§ TASK DETAILS: Your answer should be every line from the records that contains "black".

§ PROVIDED DATA:
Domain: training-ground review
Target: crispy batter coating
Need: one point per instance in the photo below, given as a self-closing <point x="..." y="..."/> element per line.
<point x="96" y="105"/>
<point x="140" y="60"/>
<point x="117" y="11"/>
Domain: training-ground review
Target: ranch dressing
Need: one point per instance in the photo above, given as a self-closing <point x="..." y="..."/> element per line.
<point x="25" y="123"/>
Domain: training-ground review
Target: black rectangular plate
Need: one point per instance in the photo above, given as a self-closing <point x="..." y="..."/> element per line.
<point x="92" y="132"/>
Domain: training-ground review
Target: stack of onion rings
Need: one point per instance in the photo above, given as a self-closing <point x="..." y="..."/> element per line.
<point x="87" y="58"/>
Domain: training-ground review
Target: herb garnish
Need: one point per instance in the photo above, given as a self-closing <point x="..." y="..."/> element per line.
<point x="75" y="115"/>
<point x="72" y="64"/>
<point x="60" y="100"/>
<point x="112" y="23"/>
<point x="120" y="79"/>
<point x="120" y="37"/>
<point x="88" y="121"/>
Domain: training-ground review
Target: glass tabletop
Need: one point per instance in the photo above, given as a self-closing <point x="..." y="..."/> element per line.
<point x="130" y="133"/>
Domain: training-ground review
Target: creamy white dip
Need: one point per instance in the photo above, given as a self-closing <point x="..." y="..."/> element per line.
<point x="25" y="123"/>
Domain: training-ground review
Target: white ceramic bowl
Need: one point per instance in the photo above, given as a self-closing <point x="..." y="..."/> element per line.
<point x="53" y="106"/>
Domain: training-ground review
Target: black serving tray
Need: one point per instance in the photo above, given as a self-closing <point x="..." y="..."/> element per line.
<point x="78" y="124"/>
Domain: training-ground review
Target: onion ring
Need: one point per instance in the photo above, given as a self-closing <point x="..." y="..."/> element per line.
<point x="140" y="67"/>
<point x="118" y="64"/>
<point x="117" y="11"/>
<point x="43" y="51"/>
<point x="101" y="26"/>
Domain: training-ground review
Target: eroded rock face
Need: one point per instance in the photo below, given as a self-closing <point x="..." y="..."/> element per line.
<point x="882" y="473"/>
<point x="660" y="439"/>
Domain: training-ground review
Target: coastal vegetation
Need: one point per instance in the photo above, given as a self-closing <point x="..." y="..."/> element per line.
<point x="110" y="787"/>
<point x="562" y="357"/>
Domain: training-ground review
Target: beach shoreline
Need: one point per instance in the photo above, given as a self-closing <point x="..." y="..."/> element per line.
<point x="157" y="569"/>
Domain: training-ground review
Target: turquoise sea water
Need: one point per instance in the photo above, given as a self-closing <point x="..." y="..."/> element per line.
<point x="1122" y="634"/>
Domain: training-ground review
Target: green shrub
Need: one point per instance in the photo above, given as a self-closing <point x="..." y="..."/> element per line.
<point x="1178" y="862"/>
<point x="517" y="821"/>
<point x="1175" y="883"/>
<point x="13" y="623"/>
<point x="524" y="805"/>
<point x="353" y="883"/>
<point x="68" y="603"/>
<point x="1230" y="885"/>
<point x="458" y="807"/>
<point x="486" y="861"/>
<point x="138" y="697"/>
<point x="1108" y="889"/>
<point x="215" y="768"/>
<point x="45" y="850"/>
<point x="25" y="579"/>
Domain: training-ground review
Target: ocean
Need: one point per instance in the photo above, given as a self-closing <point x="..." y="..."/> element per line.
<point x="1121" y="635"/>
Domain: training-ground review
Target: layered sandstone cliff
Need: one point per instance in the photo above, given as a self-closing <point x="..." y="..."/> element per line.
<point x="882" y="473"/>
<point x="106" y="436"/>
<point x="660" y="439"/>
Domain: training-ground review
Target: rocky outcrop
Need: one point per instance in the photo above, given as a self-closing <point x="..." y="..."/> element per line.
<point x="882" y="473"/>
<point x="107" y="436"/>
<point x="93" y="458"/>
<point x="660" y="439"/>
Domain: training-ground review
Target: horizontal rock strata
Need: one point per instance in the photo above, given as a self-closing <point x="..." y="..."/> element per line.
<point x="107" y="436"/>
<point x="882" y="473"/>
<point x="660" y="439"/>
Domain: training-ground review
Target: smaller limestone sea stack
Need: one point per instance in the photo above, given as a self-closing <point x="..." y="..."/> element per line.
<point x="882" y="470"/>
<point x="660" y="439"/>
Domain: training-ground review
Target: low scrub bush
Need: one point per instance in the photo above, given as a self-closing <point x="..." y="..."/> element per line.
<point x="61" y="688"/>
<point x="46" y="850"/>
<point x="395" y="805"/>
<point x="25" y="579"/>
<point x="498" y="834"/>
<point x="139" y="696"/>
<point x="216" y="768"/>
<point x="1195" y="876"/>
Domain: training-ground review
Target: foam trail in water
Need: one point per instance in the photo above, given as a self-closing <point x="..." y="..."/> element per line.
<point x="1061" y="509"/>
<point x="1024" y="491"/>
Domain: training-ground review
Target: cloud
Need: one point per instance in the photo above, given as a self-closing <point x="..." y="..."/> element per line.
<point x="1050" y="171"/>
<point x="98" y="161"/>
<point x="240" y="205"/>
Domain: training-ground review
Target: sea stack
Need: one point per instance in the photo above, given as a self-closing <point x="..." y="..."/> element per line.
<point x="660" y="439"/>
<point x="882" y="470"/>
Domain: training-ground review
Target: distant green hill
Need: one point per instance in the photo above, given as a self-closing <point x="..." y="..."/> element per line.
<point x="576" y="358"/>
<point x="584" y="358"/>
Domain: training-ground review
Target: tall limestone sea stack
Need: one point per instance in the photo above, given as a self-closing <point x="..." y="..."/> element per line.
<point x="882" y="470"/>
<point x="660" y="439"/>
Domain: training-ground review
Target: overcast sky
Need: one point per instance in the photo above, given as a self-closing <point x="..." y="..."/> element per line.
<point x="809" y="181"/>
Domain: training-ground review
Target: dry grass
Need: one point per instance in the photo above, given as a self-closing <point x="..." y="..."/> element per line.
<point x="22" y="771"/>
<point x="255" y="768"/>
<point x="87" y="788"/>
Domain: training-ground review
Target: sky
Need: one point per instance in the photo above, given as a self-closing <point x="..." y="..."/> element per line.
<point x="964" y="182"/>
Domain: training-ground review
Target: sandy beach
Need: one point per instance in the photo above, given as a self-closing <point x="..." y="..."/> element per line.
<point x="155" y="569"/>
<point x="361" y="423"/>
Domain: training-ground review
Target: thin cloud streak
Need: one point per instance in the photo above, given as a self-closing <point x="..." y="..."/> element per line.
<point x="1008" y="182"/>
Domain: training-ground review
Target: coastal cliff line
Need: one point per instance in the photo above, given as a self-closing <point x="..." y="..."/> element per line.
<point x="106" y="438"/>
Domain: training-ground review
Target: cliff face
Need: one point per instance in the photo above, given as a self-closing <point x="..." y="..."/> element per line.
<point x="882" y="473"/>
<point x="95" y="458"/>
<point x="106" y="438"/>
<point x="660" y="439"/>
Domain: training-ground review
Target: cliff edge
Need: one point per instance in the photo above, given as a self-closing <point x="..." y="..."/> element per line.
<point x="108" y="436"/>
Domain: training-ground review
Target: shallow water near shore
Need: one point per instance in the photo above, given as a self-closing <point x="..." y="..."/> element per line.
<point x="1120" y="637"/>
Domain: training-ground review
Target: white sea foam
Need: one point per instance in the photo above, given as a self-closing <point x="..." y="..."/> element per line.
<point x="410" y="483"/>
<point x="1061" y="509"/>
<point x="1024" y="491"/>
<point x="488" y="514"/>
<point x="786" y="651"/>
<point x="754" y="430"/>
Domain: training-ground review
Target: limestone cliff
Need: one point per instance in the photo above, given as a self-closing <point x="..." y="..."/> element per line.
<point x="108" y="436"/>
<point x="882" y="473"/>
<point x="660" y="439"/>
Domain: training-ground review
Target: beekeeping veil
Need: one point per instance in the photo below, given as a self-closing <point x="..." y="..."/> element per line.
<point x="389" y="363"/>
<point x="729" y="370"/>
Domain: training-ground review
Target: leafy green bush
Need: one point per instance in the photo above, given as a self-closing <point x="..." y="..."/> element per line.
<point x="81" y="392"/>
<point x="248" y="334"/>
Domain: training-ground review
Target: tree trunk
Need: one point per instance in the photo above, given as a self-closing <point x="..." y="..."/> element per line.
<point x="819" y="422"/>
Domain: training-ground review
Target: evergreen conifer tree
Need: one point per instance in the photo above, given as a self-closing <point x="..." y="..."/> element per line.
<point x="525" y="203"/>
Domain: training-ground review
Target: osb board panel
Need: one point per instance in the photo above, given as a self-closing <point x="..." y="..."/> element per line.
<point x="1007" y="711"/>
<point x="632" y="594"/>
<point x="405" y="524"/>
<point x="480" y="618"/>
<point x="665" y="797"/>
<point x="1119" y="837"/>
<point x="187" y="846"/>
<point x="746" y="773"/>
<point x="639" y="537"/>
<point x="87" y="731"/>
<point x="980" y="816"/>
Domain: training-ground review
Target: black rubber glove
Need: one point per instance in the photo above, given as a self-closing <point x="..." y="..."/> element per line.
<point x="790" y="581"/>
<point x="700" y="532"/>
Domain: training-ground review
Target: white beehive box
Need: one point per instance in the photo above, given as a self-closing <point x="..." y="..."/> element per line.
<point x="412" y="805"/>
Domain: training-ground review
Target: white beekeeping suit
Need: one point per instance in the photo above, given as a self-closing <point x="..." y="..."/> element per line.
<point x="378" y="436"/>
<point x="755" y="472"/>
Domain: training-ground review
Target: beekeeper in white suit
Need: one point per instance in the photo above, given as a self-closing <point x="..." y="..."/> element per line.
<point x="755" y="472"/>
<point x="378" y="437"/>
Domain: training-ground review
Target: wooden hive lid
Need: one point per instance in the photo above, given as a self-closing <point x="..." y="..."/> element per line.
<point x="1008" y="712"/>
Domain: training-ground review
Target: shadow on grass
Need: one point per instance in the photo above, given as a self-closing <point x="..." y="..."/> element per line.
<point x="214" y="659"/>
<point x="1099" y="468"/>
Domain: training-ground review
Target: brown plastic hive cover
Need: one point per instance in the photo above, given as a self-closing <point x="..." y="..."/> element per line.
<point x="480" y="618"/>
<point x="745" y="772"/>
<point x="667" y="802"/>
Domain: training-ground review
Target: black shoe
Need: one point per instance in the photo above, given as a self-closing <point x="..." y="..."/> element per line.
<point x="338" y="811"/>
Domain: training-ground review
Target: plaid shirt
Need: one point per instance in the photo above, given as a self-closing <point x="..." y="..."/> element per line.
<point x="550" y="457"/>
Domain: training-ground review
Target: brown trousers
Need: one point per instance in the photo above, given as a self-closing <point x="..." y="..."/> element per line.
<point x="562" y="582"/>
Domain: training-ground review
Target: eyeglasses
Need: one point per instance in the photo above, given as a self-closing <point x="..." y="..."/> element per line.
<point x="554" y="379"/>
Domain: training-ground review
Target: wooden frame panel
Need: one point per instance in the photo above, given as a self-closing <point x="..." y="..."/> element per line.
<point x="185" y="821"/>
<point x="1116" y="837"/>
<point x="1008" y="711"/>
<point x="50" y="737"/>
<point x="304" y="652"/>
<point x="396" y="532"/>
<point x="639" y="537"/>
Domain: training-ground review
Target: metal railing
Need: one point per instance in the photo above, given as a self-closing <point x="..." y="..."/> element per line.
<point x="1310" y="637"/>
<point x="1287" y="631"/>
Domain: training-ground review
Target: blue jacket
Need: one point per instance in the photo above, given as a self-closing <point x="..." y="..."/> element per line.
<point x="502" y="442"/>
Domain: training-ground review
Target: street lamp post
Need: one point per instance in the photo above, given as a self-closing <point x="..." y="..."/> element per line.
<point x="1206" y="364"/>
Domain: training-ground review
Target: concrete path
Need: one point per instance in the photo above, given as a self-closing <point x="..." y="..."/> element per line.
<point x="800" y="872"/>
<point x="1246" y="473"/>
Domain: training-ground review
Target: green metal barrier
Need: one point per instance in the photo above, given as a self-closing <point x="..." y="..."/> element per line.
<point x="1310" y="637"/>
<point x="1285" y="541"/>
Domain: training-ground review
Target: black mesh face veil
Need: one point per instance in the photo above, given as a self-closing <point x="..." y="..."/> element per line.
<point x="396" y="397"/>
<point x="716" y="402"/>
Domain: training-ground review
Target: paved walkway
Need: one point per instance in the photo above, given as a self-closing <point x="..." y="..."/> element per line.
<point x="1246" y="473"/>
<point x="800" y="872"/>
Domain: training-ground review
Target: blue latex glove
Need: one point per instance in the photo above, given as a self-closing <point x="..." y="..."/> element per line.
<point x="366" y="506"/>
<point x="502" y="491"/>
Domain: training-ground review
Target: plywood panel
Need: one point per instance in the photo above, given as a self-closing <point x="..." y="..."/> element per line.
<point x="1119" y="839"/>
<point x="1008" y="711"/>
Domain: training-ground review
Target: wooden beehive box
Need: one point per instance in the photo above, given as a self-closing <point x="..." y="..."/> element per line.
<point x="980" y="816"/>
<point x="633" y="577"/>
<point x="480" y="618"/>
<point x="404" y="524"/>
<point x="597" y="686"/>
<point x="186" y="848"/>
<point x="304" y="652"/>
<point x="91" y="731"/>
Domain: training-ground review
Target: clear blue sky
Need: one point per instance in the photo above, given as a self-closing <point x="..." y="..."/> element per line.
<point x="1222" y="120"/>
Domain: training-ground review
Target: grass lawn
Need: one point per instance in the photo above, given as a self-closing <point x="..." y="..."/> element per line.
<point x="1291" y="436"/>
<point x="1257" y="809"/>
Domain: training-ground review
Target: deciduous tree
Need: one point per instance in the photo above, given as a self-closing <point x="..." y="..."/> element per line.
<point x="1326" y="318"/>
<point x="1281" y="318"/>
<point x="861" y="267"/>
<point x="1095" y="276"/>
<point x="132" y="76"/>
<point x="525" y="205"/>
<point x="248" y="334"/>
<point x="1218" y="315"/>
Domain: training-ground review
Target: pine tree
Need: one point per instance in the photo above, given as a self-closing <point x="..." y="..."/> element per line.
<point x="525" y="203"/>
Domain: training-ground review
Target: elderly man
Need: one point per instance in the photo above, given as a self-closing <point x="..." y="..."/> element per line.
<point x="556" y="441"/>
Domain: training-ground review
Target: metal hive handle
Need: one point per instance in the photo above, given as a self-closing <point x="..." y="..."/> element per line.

§ TASK SOLUTION:
Target: black rectangular plate
Target: black serving tray
Target: black rubber glove
Target: black shoe
Target: black mesh face veil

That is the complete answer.